◆ **ABOUT THIS TASK**: Copy each line below in which the word "dark" occurs.

◆ **INFORMATION SUPPLIED**:
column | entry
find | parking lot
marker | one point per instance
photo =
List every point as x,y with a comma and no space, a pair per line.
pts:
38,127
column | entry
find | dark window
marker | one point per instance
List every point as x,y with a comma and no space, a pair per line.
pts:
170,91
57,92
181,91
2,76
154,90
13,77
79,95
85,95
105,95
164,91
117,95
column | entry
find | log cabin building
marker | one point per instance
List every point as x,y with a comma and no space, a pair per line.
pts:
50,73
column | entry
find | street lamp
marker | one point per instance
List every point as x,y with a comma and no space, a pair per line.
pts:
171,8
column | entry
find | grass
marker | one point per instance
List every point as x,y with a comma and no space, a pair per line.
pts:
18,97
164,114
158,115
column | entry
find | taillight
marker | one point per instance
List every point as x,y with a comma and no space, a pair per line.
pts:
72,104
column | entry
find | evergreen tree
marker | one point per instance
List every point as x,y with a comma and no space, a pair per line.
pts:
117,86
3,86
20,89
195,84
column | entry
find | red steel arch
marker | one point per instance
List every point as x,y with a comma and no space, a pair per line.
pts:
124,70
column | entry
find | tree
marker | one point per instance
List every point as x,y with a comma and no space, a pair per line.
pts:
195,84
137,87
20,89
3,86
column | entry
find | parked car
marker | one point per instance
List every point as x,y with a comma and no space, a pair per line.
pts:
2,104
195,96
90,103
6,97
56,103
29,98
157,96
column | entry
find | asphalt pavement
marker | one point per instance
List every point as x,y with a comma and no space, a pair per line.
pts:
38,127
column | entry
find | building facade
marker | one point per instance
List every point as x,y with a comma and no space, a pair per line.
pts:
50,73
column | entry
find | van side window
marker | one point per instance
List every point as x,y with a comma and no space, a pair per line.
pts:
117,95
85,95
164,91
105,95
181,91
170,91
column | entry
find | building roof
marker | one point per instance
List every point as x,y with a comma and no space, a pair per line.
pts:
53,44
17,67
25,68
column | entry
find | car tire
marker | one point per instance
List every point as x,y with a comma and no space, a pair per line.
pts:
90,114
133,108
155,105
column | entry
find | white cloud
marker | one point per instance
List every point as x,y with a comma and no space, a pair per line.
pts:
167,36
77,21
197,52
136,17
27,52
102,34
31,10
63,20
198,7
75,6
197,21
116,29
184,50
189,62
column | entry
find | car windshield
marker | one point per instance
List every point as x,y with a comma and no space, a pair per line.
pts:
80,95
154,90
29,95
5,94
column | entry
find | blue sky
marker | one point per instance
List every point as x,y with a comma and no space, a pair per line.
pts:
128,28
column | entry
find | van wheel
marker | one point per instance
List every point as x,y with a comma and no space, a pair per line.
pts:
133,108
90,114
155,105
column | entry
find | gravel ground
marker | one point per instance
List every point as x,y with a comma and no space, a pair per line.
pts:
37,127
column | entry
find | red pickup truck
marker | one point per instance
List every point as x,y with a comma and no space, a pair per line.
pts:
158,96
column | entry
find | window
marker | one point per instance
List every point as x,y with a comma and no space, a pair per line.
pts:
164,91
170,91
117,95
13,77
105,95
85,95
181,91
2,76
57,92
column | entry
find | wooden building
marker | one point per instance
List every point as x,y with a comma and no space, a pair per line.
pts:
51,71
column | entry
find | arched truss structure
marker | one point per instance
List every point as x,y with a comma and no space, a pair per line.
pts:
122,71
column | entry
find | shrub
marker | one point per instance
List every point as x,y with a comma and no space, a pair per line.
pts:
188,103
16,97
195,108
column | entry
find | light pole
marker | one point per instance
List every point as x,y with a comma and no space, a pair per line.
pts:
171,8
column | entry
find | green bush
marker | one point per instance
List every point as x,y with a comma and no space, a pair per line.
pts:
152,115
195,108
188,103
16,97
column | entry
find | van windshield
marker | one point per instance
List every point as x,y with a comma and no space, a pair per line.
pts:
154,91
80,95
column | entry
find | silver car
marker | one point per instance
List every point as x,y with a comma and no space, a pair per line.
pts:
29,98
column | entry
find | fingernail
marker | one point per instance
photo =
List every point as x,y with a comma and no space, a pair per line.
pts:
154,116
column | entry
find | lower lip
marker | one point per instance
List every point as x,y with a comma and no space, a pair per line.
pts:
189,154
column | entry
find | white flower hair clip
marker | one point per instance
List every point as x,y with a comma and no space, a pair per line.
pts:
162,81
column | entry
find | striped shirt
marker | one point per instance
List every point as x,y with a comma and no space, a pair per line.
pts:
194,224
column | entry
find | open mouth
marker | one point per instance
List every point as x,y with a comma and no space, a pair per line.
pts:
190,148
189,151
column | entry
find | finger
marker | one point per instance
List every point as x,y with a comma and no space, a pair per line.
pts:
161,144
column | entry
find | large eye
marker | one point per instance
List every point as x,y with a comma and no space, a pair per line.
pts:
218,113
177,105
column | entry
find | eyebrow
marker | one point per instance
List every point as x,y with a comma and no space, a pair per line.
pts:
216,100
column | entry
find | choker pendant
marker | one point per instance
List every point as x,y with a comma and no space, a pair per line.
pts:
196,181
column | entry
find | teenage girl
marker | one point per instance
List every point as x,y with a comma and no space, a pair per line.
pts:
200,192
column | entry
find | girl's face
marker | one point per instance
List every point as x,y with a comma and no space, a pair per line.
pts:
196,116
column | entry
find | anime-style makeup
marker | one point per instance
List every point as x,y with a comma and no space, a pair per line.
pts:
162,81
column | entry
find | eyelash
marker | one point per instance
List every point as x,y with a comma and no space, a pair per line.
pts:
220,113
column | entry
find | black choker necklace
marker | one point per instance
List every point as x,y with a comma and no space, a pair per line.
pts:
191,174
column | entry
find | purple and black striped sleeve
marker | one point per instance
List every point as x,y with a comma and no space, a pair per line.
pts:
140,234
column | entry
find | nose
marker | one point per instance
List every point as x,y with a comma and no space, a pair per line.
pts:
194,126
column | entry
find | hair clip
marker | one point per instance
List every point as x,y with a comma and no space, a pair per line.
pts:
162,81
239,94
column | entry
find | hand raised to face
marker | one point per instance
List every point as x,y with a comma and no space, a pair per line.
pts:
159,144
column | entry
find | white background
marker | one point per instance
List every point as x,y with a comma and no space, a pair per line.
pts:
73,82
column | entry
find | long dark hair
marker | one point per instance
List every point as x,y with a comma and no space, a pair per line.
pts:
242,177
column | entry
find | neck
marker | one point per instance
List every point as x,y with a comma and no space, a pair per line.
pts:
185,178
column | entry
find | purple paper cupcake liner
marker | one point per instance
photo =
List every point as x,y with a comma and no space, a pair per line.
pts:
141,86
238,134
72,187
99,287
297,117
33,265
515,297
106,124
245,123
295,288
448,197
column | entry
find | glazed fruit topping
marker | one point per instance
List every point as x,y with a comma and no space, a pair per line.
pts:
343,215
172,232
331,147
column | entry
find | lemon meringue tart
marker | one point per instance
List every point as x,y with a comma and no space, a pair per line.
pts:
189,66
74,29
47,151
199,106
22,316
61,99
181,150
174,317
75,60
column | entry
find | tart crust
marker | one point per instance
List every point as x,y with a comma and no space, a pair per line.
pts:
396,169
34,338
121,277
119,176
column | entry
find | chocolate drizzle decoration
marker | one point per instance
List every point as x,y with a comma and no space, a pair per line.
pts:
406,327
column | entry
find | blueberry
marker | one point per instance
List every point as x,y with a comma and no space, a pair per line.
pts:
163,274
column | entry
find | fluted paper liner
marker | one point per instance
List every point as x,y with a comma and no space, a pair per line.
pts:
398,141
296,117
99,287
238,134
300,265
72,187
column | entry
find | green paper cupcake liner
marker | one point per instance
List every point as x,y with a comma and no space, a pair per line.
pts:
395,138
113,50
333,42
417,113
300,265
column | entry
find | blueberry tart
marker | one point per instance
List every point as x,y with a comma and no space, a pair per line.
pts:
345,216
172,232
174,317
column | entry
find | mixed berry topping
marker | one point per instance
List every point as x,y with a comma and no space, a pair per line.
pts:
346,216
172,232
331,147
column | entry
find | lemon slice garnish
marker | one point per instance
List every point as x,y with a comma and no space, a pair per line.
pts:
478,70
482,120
* * *
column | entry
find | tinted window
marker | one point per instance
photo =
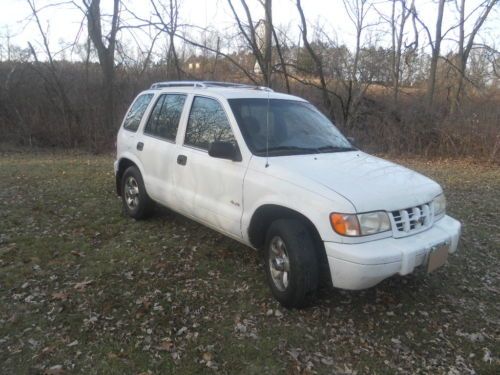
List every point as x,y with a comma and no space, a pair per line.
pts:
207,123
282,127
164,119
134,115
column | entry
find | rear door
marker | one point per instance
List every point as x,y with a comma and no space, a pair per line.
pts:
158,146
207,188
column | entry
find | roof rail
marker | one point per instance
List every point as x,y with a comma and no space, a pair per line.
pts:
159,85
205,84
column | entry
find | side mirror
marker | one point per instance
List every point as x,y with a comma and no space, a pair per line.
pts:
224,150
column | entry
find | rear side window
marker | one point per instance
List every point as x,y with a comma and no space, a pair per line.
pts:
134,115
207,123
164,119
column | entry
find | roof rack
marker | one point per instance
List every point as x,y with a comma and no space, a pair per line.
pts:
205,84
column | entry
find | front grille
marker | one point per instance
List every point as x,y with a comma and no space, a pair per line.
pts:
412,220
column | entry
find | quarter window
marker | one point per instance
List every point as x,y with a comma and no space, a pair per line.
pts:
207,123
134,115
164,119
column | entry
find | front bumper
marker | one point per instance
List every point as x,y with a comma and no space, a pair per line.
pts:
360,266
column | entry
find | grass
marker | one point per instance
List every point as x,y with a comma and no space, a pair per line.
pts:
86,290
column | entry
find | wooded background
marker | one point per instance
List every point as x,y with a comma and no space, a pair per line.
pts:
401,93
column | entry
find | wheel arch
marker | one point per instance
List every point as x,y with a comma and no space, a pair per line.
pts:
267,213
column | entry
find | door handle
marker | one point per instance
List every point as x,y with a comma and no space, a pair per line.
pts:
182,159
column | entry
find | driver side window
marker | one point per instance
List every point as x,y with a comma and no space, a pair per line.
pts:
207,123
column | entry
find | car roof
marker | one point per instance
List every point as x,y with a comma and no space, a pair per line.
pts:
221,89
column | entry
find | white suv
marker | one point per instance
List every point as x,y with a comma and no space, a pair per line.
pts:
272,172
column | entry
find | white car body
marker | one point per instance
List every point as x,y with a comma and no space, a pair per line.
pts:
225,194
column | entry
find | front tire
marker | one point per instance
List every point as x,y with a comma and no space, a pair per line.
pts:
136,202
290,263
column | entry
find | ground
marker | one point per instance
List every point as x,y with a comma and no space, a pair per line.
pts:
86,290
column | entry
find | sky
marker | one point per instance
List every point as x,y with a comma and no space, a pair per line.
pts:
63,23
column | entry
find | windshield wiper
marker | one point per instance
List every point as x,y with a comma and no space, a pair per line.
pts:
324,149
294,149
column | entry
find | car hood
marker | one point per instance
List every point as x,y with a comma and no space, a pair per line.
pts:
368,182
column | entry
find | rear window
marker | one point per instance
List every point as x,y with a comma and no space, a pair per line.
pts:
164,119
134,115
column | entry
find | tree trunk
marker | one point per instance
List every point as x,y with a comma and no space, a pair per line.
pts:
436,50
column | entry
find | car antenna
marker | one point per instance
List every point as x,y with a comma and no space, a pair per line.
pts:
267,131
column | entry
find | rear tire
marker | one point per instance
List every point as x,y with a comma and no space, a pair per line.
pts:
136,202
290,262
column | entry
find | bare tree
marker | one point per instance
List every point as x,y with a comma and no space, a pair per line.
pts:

◆ **SOLUTION**:
find | dark window
find | long dark hair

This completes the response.